> _WORK ORDER 1_
In the commentary on Samuelson's piece that follows, why does the writer suggest that interest on government bonds could be called a subsidy to the people who collect it? Explain in one to three sentences.
> _WORK ORDER 2_
Repeat a portion of the commentary on Samuelson's piece, beginning at the words "Samuelson is right" and stopping after the words "policies of austerity.".

> _EXTRACT PROVIDED_
╔══

June 08, 2015
Just kidding, in a piece noting high levels of youth disengagement from the labor market (neither employed, nor looking for work) Samuelson complains:
“Those with jobs subsidize their usually better-off elders through Social Security and Medicare payroll taxes.”
Of course workers pay for these benefits. On average workers pay slightly more for their Social Security than the benefits they can expect to get back in retirement. They pay less than the cost of Medicare benefits, but this is because protectionists dominate policy in the United States and keep trade barriers in place that keep health care costs close to twice as high in other wealthy countries. Therefore it would be more accurate to say that their payroll taxes subsidize the income of doctors and drug companies.
It is true that in the current year Social Security and Medicare beneficiaries are not paying for their benefits, but if we ignore past payments, as Samuelson appears to be doing, then we should also ignore the fact that Peter Peterson and other wealthy people paid for the government bonds they own. From this perspective, we can then say that the interest paid on government bonds is simply a subsidy to the people who collect it.
Samuelson is right to note the high rates of non-employment among young people. The obvious solution would be to have government have big stimulus programs that could employ millions of young people. Unfortunately, deficit hawks (like Robert Samuelson) have forced government to go in the opposite direction and pursue policies of austerity.
In light of Samuelson’s complain about subsidies for the old, it is worth noting his comment:
“To be sure, there are correctives. … Older workers will retire or die, opening up permanent slots for the young.”
The rate at which older workers retire will depend in large part on whether they can survive on their Social Security benefits. If these are made less generous, then we would expect fewer older workers to retire, leaving fewer jobs for young people.

╚══

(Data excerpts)
╔══

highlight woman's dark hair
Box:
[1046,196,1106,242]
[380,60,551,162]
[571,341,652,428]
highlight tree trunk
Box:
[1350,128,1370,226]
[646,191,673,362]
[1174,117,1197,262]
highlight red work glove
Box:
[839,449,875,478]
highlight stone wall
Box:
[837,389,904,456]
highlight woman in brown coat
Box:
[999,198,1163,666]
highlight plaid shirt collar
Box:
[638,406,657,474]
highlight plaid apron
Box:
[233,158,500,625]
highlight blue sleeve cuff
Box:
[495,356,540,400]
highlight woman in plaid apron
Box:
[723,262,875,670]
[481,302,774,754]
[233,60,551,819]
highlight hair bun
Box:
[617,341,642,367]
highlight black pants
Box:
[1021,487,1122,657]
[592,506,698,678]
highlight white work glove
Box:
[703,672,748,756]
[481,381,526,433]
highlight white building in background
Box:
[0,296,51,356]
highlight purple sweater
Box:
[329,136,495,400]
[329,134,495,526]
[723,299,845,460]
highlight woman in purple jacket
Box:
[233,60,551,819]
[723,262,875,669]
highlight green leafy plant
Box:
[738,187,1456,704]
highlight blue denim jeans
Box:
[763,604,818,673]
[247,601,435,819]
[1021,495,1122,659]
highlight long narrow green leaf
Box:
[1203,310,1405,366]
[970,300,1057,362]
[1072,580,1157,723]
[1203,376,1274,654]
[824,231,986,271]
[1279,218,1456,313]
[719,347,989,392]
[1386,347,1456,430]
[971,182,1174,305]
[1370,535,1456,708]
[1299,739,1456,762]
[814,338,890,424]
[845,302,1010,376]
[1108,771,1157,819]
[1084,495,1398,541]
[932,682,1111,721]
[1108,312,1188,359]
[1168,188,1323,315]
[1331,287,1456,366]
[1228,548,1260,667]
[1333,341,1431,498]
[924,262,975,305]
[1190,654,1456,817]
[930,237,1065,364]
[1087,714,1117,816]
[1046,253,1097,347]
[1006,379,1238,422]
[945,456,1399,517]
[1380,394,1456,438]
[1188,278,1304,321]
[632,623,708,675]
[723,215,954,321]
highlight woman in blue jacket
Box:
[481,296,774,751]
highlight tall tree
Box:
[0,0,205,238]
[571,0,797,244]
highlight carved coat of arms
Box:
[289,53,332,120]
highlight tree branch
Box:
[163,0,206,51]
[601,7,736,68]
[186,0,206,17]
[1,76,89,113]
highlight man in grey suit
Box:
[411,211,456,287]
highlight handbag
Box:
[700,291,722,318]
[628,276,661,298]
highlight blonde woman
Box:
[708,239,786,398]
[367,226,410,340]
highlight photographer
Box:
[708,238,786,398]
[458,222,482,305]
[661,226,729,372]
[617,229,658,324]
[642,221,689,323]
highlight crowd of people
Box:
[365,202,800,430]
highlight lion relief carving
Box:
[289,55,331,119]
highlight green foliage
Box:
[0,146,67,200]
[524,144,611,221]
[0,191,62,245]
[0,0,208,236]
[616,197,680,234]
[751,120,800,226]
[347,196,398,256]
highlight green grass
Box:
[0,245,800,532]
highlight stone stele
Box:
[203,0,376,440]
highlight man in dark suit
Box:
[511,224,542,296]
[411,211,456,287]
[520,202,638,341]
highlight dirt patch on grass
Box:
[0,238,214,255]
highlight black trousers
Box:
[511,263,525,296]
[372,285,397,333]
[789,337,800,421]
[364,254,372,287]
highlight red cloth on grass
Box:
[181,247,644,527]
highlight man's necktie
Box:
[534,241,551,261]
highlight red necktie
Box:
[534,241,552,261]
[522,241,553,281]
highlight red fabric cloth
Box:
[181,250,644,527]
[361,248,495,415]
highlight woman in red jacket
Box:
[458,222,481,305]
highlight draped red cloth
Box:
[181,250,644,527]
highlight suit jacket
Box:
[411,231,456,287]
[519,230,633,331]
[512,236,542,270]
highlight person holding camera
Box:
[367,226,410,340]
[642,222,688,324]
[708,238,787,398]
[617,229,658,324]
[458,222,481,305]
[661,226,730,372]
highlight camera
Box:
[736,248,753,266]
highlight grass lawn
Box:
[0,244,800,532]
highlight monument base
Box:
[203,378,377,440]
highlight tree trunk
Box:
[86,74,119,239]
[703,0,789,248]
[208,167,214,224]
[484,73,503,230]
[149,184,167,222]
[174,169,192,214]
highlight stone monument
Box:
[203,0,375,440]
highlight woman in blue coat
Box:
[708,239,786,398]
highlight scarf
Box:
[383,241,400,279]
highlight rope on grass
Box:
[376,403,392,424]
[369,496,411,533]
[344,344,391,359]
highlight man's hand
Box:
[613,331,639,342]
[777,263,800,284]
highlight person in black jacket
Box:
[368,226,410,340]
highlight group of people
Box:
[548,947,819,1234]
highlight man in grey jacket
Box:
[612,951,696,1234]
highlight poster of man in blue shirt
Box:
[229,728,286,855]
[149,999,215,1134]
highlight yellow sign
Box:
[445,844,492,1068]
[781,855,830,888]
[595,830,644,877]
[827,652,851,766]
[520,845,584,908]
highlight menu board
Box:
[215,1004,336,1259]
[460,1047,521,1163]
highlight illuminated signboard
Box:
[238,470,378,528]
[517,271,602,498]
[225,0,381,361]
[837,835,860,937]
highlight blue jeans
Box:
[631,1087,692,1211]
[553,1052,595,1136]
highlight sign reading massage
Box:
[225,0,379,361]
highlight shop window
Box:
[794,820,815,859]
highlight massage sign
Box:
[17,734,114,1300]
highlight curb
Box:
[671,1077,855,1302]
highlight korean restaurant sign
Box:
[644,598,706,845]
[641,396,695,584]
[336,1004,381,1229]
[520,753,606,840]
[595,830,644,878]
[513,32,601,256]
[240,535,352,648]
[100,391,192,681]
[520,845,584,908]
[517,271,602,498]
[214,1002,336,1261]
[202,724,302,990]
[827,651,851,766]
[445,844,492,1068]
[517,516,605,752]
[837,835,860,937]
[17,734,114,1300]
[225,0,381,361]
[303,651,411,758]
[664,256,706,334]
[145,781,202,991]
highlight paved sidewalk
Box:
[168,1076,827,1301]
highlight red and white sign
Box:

╚══

> _RESULT 1_
The writer argues that Samuelson treats current retirees as subsidized only by ignoring the payroll taxes they paid in the past. If past payments are ignored in that way, then the fact that bondholders such as Peter Peterson paid for their bonds must also be ignored. From that perspective, the interest they receive looks like a simple subsidy.

> _RESULT 2_
Samuelson is right to note the high rates of non-employment among young people. The obvious solution would be to have government have big stimulus programs that could employ millions of young people. Unfortunately, deficit hawks (like Robert Samuelson) have forced government to go in the opposite direction and pursue policies of austerity.